INSTRUCTIONS TO FOLLOW: Reproduce every entry word for word. Drop all pictures from the copy.

Spatial localization data
········

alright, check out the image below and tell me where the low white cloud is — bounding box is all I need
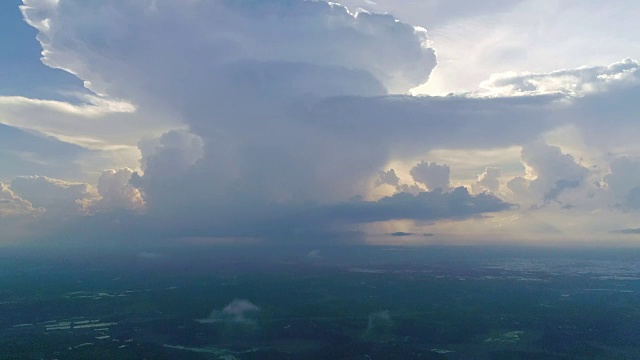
[365,310,394,335]
[198,299,260,326]
[307,249,322,260]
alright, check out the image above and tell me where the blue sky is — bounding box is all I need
[2,0,640,246]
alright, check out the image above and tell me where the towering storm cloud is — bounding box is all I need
[15,0,524,240]
[21,0,436,204]
[5,0,640,243]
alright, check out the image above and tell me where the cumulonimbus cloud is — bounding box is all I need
[9,0,564,241]
[15,0,640,243]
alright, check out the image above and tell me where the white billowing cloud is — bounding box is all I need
[20,0,436,97]
[1,171,143,239]
[198,299,260,325]
[0,95,176,182]
[9,176,95,217]
[374,168,422,195]
[307,249,322,259]
[410,161,450,191]
[131,130,204,209]
[0,183,42,217]
[2,173,145,238]
[472,167,502,193]
[19,0,442,206]
[480,59,640,97]
[137,130,204,178]
[87,169,145,212]
[508,141,590,204]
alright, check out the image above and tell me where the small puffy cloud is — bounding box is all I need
[410,161,450,191]
[365,310,394,336]
[472,167,502,193]
[307,249,322,259]
[198,299,260,326]
[480,58,640,97]
[512,141,589,203]
[375,168,423,195]
[375,169,401,188]
[138,130,204,175]
[83,168,145,212]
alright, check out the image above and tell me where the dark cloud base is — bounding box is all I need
[40,187,511,245]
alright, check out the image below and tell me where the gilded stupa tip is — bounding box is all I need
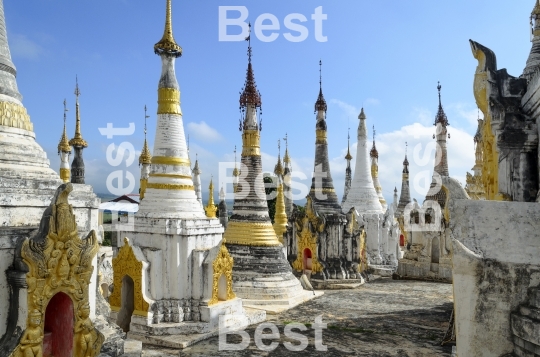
[154,0,182,57]
[274,140,284,176]
[239,24,262,110]
[533,0,540,15]
[232,146,240,177]
[434,82,449,127]
[139,105,152,165]
[345,131,353,161]
[283,133,291,163]
[58,99,71,154]
[314,60,327,113]
[205,177,218,218]
[69,76,88,148]
[370,126,378,159]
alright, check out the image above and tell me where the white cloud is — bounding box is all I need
[10,34,43,60]
[447,102,482,128]
[330,99,359,119]
[365,98,381,106]
[411,107,433,126]
[187,121,223,143]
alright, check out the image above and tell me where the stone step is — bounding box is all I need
[530,289,540,309]
[512,334,540,357]
[120,339,142,357]
[511,313,540,347]
[520,305,540,322]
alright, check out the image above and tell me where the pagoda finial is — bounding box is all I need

········

SOLUTION:
alright, check out the image below and tell me where the low white cloud is — bounding box is all I need
[365,310,394,335]
[198,299,260,326]
[307,249,322,260]
alright, check out the image above and tell me where the blue sky is — bounding box is all I need
[2,0,640,246]
alright, check out the image above and tell me where the towering storm cloud is — bounding box is all I need
[15,0,524,240]
[21,0,436,204]
[5,0,640,243]
alright, check out the image above and tell me where the cumulonimbus cloud is — bounding box is all I need
[9,0,564,241]
[15,0,640,243]
alright, check out the image above and tell me where the white billowing cloud is — bounding box is all I need
[20,0,436,97]
[1,171,143,239]
[198,299,260,325]
[0,95,176,182]
[9,176,95,217]
[374,168,422,195]
[307,249,322,259]
[410,161,450,191]
[131,130,204,209]
[0,183,42,217]
[2,173,145,238]
[472,167,502,193]
[19,0,442,206]
[480,59,640,97]
[137,130,204,178]
[87,169,145,212]
[508,141,590,204]
alright, check out the image above and tell me where the small puffy cloud is — bounding box is all I need
[410,161,450,191]
[365,310,394,336]
[472,167,502,193]
[307,249,322,259]
[198,299,260,326]
[480,58,640,97]
[512,141,589,203]
[375,168,423,195]
[375,169,401,188]
[138,130,204,175]
[83,168,145,212]
alright, check out the image above and tell me where the dark cloud base is — bounding box is all I need
[40,187,511,245]
alright, check out the image below and tell me where the gilded stupa tip is — bounding box is all I need
[154,0,182,57]
[274,140,284,176]
[239,24,262,110]
[533,0,540,15]
[232,146,240,177]
[434,82,449,127]
[139,105,152,165]
[345,131,353,161]
[283,133,291,163]
[58,99,71,154]
[314,60,327,113]
[205,177,218,218]
[69,76,88,148]
[370,126,378,159]
alright, check out the image above and tell me where the white cloud is — bounding box is all I need
[10,34,43,60]
[447,102,482,128]
[330,99,359,119]
[365,98,381,106]
[411,107,433,126]
[187,121,223,143]
alright, check out the image above and tell me where the stone step is — bounding box is all I need
[530,289,540,309]
[512,334,540,357]
[120,339,142,357]
[511,313,540,347]
[520,305,540,322]
alright, check out the image above and tell me where the pagoda finial is — bounding box is all I need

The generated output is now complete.